How many lines in the records below contain the word "stage", counting a match only when its case is identical? Reply with the number alone.

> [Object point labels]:
━━━━━━━━━━━━━━━━━━━━━━━━━━━━━━

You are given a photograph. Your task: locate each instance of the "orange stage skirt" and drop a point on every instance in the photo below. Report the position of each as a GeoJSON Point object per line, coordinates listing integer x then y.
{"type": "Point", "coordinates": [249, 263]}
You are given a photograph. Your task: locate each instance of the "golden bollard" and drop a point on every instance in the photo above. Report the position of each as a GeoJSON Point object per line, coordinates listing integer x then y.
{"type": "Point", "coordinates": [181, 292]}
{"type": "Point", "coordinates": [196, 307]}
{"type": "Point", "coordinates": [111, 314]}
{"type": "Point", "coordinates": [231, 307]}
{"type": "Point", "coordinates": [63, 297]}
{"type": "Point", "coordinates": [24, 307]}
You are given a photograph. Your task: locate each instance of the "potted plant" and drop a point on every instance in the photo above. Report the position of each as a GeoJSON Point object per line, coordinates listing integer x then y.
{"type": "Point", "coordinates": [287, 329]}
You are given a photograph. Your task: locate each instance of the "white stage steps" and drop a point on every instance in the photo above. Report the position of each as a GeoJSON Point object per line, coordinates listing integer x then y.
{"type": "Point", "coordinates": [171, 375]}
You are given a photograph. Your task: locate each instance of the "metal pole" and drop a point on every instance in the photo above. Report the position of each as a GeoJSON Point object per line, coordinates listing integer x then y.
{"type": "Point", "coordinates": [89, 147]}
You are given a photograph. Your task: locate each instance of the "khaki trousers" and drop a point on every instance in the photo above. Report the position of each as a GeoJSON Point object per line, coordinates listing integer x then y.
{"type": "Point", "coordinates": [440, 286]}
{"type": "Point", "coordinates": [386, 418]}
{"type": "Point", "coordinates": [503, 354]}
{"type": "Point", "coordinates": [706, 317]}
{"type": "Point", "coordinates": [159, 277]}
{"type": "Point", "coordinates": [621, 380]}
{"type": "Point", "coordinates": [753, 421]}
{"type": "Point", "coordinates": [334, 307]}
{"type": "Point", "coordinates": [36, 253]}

━━━━━━━━━━━━━━━━━━━━━━━━━━━━━━

> [Correct answer]: 2